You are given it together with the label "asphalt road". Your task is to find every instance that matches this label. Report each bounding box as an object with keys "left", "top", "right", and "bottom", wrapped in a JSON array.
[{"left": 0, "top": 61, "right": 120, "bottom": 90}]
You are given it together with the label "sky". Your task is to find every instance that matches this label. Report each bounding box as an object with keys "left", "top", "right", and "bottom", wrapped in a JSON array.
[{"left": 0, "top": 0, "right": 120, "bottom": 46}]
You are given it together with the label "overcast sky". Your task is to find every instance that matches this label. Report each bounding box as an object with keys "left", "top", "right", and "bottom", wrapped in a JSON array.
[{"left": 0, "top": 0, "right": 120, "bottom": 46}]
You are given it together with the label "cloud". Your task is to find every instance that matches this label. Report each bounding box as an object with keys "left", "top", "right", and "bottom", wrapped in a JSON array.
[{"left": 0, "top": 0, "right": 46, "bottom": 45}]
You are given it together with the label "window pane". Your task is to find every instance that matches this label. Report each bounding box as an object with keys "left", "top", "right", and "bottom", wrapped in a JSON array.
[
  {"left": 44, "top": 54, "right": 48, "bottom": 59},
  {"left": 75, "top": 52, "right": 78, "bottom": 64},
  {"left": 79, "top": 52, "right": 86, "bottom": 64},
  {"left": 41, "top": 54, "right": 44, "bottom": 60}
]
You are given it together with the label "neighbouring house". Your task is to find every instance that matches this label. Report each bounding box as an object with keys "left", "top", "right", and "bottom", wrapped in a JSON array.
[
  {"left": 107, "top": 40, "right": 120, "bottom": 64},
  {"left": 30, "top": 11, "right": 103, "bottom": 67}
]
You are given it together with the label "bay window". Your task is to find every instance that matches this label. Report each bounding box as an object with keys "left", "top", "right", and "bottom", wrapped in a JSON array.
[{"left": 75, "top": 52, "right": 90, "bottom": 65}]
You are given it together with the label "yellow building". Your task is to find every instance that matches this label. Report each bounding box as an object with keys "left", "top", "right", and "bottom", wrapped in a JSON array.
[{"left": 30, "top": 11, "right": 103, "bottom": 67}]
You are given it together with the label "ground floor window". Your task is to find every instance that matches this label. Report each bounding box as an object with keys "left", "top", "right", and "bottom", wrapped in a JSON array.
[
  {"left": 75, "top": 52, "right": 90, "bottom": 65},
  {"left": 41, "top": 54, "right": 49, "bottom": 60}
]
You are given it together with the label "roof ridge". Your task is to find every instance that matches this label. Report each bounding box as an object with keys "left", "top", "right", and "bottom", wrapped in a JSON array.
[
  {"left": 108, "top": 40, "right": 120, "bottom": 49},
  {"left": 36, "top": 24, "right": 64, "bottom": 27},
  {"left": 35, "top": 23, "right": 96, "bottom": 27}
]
————
● EXERCISE DETAILS
The answer is the full data, repeated exactly as shown.

● RESPONSE TO THE TASK
You are given it together with the label "asphalt road". Your task is to find every instance that matches this label. Report each bounding box as an object with keys "left", "top", "right", and "bottom", wrapped in a JSON array.
[{"left": 0, "top": 61, "right": 120, "bottom": 90}]
You are given it together with the label "sky". Your task is to find every instance that matches this label. Report each bounding box as an object with keys "left", "top", "right", and "bottom", wrapped in a JSON array.
[{"left": 0, "top": 0, "right": 120, "bottom": 46}]
You are given it together with the label "overcast sky". Your task is to find every instance that matches this label. Report each bounding box as an object with keys "left", "top", "right", and "bottom", wrapped in a JSON array.
[{"left": 0, "top": 0, "right": 120, "bottom": 46}]
You are given it together with the label "cloud". Your task is to find every instance that matches this label. Report each bounding box as an object with keys "left", "top", "right", and "bottom", wrapped in a JSON array.
[{"left": 0, "top": 0, "right": 46, "bottom": 45}]
You are given it together with the label "window pane". Your task is to find every instance that matches this label. Report each bounding box as an object with keys "left", "top", "right", and "bottom", wrapped in a JSON array.
[
  {"left": 44, "top": 54, "right": 48, "bottom": 59},
  {"left": 75, "top": 52, "right": 78, "bottom": 64},
  {"left": 79, "top": 52, "right": 86, "bottom": 64},
  {"left": 41, "top": 54, "right": 44, "bottom": 60}
]
You are given it together with the label "neighbouring house". Your task is to find every instance that matches this label. Report each bounding box as an object with keys "left", "top", "right", and "bottom", wrapped in a JSON array.
[
  {"left": 107, "top": 40, "right": 120, "bottom": 64},
  {"left": 30, "top": 11, "right": 103, "bottom": 67}
]
You are given it together with the label "bay window". Your task is to find every instance that matches this label. Report each bounding box as an object with keys "left", "top", "right", and "bottom", wrapped in a JSON array.
[{"left": 75, "top": 52, "right": 90, "bottom": 65}]
You are given it together with the label "yellow building". Your task is to find every instance that matches this label. Report each bounding box as an object with keys "left", "top", "right", and "bottom", wrapped in a JSON array.
[{"left": 30, "top": 11, "right": 103, "bottom": 67}]
You are given it together with the label "ground floor window". Your task is to find every instance that matches this label. Report each bounding box as an object with keys "left", "top", "right", and "bottom", wrapped in a JSON array.
[
  {"left": 75, "top": 52, "right": 90, "bottom": 65},
  {"left": 41, "top": 54, "right": 49, "bottom": 60}
]
You are given it together with the label "roof ridge". Your task is to find every instance that matches this label. Report each bounding box as an object with keys "left", "top", "right", and "bottom", wrapped in a JSON array.
[
  {"left": 108, "top": 40, "right": 120, "bottom": 49},
  {"left": 36, "top": 24, "right": 64, "bottom": 27},
  {"left": 35, "top": 23, "right": 96, "bottom": 27}
]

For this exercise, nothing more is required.